Records for the task:
○ ○ ○

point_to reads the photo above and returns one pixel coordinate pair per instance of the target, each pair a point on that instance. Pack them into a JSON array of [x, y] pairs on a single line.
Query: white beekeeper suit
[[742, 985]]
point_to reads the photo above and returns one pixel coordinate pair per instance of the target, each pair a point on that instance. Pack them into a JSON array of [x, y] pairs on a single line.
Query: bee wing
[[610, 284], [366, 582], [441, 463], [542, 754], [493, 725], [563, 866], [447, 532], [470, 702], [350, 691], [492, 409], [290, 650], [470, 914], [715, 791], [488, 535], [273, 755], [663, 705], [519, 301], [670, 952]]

○ ○ ○

Recast the records above as a two-column CSV with the header row input,output, with one row per record: the record's text under input and its answer under output. Wrap every field in double quotes and turn any line breaks within a field into spaces.

input,output
"point_to reads the photo above and returns one pixel coordinate pair per instance of the target, each pair a point on that instance. Pack them into a JSON array of [x, y] pairs on a single line. Query: white beekeeper suit","[[742, 985]]"
"point_to reads the photo above and returns one pixel coordinate pair per instance of the target, each pair a point on that instance. Pack them into a JSON array of [x, y] pairs on a single line. Query: bee wing","[[610, 284], [366, 582], [441, 463], [542, 754], [493, 725], [563, 866], [447, 532], [470, 702], [350, 691], [492, 409], [290, 650], [470, 914], [715, 791], [488, 535], [273, 755], [663, 705], [519, 301], [670, 952]]"